## Exercise materials
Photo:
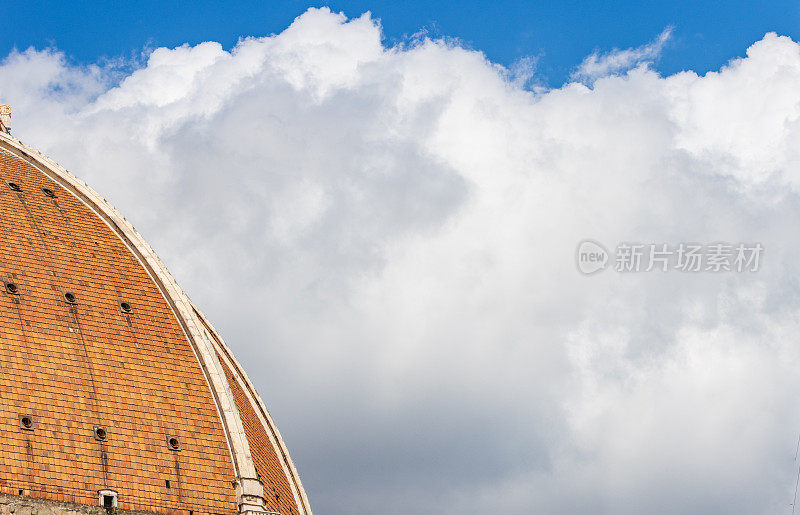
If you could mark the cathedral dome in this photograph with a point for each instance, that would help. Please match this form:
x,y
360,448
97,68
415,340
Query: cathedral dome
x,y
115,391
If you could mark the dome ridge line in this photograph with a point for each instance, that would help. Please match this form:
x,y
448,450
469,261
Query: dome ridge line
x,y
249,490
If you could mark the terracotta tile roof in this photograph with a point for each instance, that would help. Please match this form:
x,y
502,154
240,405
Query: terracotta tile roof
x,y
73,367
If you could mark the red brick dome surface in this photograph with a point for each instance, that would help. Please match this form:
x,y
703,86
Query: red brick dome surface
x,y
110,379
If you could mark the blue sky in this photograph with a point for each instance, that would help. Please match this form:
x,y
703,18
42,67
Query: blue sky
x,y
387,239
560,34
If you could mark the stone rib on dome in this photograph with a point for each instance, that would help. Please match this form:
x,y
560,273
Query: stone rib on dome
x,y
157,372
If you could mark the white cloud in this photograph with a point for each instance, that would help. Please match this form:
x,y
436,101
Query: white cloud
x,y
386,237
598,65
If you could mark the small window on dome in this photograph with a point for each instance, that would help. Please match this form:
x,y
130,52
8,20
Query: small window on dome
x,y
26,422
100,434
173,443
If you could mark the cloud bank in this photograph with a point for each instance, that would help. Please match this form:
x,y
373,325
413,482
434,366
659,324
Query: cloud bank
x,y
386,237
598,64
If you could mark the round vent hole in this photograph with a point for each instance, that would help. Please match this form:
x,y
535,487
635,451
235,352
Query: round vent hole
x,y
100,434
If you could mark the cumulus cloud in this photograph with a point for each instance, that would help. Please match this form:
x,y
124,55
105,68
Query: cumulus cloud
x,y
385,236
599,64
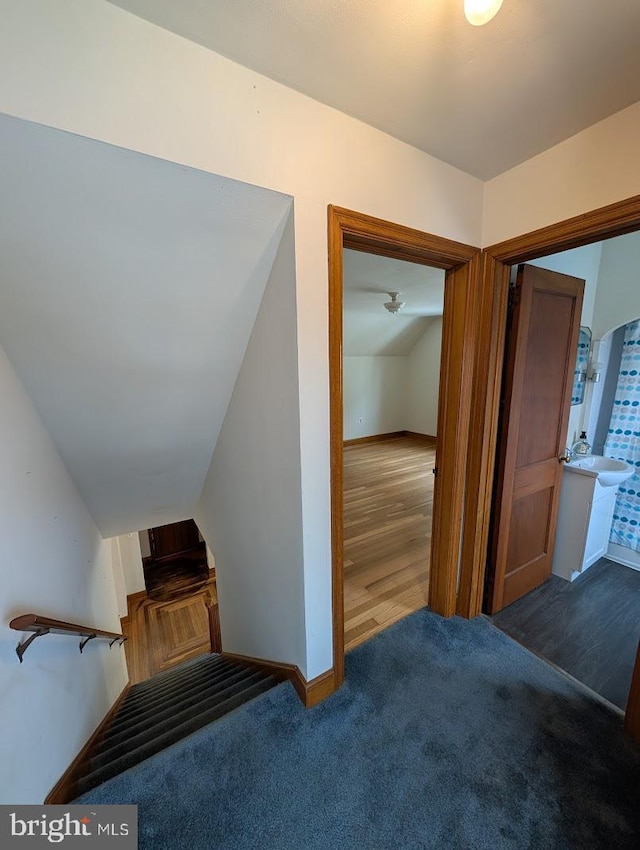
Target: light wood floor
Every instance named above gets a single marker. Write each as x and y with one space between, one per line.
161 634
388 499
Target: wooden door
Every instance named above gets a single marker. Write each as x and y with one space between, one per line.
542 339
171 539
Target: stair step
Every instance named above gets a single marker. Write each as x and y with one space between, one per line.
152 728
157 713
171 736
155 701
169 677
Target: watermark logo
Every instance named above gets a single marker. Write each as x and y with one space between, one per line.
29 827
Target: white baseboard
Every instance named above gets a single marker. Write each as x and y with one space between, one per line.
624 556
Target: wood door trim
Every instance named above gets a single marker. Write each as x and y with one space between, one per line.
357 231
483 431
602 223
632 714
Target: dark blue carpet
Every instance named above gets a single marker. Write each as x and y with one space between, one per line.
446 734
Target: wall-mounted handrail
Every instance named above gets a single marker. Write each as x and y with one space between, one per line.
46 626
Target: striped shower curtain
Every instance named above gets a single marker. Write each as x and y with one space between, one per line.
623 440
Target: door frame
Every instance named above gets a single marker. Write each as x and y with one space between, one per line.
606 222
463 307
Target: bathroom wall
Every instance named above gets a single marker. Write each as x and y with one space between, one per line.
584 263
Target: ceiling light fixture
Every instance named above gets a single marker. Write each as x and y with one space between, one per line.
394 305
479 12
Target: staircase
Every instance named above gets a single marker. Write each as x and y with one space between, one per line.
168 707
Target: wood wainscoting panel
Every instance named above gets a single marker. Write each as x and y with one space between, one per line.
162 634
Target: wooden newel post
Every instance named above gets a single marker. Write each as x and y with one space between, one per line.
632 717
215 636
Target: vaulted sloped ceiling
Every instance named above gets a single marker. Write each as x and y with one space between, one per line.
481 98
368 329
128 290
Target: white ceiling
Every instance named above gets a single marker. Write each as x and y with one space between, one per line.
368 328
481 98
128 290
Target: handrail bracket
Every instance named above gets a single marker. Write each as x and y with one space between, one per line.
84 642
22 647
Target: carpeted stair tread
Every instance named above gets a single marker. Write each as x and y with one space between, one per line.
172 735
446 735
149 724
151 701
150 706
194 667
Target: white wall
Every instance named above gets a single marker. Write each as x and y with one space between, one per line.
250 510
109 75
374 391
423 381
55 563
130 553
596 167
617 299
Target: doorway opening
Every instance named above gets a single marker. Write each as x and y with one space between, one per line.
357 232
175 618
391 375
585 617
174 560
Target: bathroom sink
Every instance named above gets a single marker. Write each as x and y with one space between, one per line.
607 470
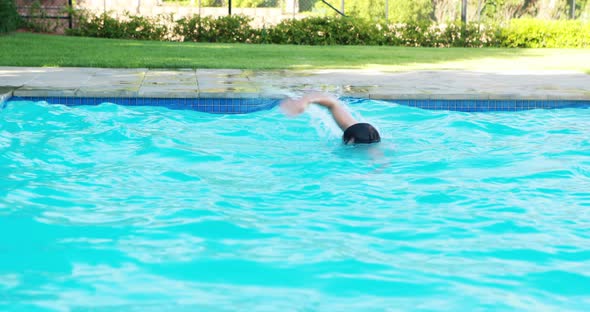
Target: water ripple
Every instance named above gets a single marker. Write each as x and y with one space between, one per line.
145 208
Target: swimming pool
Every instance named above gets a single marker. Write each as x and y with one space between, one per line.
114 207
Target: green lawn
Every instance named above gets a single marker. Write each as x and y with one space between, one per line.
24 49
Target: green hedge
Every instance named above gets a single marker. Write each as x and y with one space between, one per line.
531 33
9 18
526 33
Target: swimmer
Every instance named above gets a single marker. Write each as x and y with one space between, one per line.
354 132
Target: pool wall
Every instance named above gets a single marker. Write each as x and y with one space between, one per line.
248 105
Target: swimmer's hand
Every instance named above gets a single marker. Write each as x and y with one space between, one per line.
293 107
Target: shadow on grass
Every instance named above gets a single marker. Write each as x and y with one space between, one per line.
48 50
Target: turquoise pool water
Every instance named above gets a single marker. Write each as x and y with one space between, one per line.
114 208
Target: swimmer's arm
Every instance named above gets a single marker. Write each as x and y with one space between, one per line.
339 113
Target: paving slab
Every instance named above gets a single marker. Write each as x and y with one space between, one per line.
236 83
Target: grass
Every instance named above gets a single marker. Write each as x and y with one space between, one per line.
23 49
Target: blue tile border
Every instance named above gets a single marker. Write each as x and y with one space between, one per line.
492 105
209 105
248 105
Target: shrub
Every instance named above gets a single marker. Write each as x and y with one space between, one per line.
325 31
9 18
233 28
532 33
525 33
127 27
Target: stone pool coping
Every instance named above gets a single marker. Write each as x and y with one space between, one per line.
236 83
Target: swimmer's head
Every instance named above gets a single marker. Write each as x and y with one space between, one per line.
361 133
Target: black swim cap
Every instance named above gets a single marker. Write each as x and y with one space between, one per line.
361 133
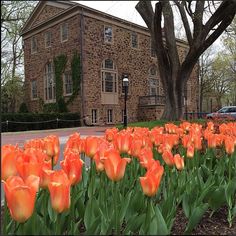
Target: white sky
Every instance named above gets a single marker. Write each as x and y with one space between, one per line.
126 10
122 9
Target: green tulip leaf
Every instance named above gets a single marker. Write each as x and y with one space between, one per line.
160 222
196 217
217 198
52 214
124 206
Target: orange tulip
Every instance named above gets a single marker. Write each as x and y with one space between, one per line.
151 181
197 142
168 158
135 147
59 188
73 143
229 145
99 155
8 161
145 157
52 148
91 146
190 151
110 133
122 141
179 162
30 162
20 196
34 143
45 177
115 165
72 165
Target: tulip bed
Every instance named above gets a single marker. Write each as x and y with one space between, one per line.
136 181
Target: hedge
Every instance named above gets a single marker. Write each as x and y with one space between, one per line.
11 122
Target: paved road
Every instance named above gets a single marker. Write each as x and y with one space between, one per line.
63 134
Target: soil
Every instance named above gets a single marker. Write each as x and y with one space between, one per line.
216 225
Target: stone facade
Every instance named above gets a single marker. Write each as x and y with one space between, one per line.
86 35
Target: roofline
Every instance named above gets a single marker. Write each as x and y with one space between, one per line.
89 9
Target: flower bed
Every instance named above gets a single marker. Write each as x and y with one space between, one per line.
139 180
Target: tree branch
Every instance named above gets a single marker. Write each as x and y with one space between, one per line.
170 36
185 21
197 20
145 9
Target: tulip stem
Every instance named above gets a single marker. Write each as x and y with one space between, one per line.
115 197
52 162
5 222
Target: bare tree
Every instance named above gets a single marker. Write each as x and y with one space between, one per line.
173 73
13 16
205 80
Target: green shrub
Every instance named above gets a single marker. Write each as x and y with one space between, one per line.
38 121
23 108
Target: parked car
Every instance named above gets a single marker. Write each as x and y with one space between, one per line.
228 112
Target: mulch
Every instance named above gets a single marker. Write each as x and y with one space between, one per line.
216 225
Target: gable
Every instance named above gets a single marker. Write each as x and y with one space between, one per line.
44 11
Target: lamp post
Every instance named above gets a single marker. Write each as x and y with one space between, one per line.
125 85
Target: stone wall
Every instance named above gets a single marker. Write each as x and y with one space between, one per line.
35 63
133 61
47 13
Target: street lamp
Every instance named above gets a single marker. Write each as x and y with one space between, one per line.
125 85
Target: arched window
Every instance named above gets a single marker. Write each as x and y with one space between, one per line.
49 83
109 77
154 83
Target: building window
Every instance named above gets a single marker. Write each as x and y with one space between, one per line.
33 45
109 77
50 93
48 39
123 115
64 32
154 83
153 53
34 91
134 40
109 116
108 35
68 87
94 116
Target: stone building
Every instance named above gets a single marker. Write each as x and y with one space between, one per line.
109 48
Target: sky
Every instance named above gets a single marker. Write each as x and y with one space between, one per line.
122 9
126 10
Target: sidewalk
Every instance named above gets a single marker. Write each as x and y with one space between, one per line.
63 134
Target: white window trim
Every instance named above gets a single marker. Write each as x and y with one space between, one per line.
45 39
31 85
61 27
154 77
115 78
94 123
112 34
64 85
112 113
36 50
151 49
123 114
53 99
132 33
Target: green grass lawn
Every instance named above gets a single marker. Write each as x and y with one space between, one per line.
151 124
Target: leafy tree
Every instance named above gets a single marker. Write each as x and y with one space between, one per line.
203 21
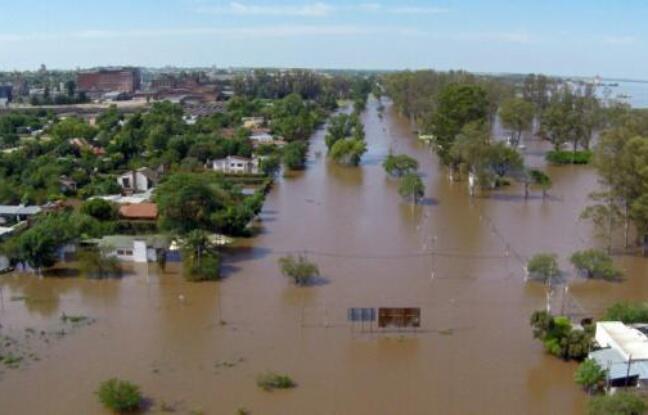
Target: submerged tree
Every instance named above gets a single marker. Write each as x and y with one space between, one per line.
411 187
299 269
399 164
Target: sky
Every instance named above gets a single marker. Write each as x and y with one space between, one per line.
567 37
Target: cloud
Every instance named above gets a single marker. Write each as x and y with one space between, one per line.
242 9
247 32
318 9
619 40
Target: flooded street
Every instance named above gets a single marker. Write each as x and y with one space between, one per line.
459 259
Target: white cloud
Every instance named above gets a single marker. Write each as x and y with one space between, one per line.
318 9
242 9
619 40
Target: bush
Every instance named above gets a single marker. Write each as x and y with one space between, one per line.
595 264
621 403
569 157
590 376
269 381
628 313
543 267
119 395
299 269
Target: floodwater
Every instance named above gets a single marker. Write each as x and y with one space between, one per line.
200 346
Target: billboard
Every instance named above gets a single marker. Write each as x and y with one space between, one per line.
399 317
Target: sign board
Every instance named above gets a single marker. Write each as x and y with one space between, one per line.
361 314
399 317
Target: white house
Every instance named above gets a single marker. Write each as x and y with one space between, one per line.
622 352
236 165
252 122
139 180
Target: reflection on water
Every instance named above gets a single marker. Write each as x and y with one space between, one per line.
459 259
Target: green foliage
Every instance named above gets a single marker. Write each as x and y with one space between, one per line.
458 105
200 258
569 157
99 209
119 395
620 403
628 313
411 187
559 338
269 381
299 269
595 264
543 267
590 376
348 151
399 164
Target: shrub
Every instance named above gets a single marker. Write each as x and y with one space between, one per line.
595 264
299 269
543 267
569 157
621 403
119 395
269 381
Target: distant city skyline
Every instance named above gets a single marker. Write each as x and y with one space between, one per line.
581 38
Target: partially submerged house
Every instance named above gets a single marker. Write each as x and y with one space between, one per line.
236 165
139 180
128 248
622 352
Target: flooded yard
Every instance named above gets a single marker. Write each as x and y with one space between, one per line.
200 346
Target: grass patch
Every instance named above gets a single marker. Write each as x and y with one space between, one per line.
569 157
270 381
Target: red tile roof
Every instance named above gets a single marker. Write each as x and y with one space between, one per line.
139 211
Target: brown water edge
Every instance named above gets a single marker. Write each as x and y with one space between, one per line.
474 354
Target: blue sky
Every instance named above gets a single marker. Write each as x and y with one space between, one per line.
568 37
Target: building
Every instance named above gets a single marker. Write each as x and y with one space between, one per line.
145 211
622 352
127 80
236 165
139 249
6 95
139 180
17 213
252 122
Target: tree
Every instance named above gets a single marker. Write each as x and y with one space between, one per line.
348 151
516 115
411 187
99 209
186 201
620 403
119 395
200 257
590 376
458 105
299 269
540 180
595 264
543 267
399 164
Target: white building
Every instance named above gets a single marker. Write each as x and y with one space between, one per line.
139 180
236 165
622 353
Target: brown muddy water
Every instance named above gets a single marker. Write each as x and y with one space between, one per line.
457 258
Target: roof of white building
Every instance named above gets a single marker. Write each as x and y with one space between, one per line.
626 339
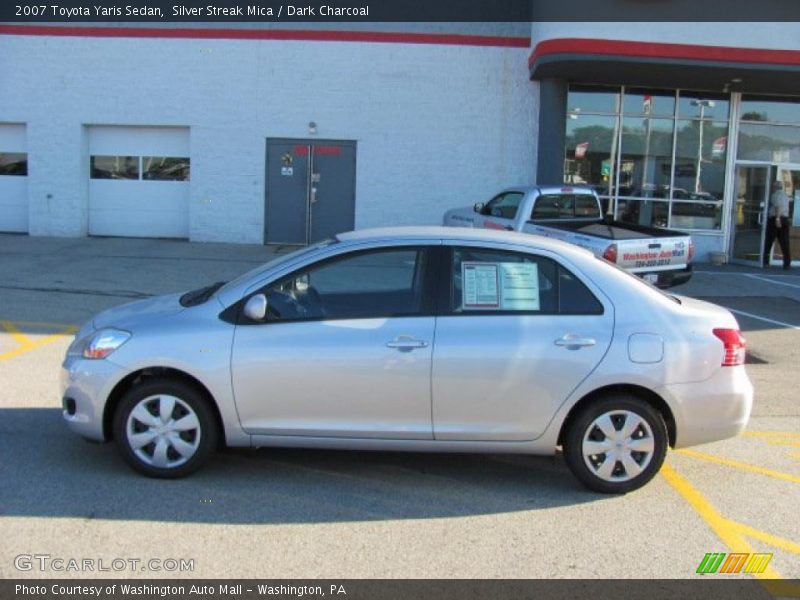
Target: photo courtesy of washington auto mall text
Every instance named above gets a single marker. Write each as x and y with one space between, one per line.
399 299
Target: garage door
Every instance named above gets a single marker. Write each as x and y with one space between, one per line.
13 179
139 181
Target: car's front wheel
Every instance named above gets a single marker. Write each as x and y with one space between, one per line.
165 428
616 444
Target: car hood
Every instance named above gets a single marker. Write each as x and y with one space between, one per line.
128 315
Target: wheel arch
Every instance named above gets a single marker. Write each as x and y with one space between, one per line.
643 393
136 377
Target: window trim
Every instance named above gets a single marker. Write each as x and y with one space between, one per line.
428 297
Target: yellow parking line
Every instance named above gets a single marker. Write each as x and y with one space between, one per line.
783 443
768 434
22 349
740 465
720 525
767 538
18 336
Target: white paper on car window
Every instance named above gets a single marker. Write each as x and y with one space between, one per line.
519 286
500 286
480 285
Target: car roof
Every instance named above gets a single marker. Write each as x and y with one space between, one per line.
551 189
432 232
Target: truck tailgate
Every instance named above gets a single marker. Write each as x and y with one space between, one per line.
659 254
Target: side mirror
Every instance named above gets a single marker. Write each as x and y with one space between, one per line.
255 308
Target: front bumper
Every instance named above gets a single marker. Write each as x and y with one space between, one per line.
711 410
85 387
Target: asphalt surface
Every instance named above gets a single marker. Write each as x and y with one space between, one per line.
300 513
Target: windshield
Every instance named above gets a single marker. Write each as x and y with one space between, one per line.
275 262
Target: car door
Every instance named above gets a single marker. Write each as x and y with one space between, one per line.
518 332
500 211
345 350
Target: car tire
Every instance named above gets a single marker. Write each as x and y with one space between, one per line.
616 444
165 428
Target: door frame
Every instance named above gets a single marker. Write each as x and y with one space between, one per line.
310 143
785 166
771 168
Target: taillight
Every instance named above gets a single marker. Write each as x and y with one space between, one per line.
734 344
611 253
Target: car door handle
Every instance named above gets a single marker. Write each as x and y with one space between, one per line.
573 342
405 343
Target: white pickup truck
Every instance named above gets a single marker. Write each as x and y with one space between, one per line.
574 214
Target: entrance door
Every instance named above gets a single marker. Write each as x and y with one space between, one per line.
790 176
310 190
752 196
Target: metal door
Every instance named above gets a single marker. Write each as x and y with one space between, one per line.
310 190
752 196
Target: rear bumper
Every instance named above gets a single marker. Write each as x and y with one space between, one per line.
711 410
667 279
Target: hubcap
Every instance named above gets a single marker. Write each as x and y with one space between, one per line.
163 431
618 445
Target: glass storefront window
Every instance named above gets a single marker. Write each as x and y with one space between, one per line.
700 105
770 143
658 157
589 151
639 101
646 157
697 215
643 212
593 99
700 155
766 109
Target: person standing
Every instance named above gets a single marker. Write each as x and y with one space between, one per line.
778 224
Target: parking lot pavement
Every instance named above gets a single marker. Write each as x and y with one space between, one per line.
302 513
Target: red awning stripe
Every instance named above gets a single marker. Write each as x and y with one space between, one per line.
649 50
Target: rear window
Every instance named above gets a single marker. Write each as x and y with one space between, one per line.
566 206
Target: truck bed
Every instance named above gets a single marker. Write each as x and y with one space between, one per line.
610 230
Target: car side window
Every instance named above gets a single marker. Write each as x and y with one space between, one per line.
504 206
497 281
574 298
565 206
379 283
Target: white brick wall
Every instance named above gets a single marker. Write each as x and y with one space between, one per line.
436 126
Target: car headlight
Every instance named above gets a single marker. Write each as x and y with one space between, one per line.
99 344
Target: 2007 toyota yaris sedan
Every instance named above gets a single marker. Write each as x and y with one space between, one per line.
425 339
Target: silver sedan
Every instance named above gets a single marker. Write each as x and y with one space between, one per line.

## Exercise goal
Reproduce, exactly and with nothing added, the lines from the one that includes "Target: person standing" through the last line of the material.

## Reply to the exercise
Target: person standing
Every instance named above gets a single marker. Write each as x and y with one space between, one per line.
778 224
Target: parking lot pavement
Every instance named above gets a single marker. Write each as x and y with one space between, one per line.
302 513
Target: red awning stripe
Every instance named above gets a single marker. Write each as x and y with one space between, one per line.
649 50
Target: rear window
Every instance named above gets a single marker. Write each as x and y with one space between, one per line.
566 206
Target: truck bed
Every instance named above gets a single marker. Write each as x and y with one space between, one per line.
610 230
Target: car side window
Every instance named above gets a single marker. Write each as x and y with one space between, one per line.
504 206
497 281
574 298
565 206
379 283
Target: white brick wall
Every instance named above gets a single marker. Write each as x and y with one space between, one per line.
436 126
Target: car headlight
Every instance named above gets a single marker. Write each as x and y with one space between, one per line.
99 344
Target: 2007 toyota yaris sedan
Every instance named above gets a single marker. Write each as x and y with one space between, one per line.
425 339
Target: silver sedan
Every instance named above gets a single marker. Write each as x and y with one space between, one per line.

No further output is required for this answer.